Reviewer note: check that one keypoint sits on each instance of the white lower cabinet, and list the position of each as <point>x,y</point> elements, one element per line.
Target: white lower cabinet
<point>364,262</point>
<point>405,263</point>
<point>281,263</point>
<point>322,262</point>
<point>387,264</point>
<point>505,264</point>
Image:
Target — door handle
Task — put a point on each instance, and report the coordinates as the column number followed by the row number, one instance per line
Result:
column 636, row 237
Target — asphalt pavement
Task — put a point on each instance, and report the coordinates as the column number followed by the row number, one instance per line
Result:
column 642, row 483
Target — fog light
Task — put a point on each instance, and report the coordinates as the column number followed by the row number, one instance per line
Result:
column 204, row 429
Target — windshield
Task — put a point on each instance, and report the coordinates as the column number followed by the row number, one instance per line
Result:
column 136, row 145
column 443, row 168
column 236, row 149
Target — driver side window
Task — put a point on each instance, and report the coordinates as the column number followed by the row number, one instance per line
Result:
++++++++++
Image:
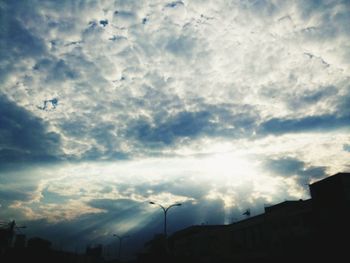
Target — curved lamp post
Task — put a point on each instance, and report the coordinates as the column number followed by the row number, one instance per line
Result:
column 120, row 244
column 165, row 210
++++++++++
• **Exercise**
Look above for the line with "Reviewer note: check" and the line with "Target — windshield". Retype those two lines and every line between them exactly, adding nothing.

• **Finished task**
Reviewer note: check that one keypoint sits on each instance of the white lower cabinet, and list the position of each as <point>x,y</point> elements, one element per line.
Target: white lower cabinet
<point>364,262</point>
<point>405,263</point>
<point>281,263</point>
<point>322,262</point>
<point>387,264</point>
<point>505,264</point>
Image:
Target — door handle
Task — put a point on each instance, and report the coordinates as the column number followed by the row number, one instance per line
Result:
column 636, row 237
Target — asphalt pavement
Task — put a point on each instance, and report the coordinates as the column number followed by the row number, one instance per line
Result:
column 642, row 483
Target — fog light
Task — put a point on each instance, and report the coordinates as the column number followed by the row number, one instance per line
Result:
column 204, row 429
Target — windshield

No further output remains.